### WHAT TO WORK ON
Copy the records from their first line through the line containing "217 67 L 172", swapping in "nonzero" wherever "evenodd" appears and keeping everything else the same.

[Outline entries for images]
[Begin]

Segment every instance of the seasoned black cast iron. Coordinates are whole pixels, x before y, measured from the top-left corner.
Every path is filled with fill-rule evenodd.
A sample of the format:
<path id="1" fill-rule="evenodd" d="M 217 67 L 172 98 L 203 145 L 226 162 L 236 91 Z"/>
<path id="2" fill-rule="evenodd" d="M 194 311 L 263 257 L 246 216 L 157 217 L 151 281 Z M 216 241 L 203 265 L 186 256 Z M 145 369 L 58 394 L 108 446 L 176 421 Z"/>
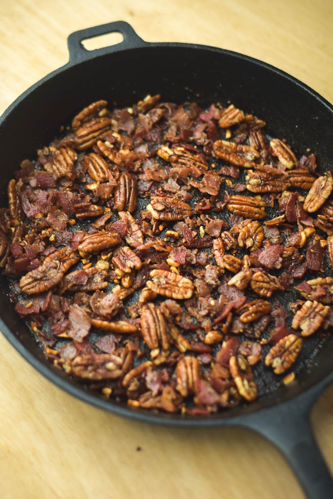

[End]

### COMPLETED EXERCISE
Segment every instance of the seasoned black cast iron. Coordinates are whole pixels, x before y, measured from the top-left corner.
Every path is filled with fill-rule nonzero.
A sample of the format:
<path id="1" fill-rule="nonzero" d="M 217 67 L 172 98 L 203 145 L 226 162 L 236 91 Z"/>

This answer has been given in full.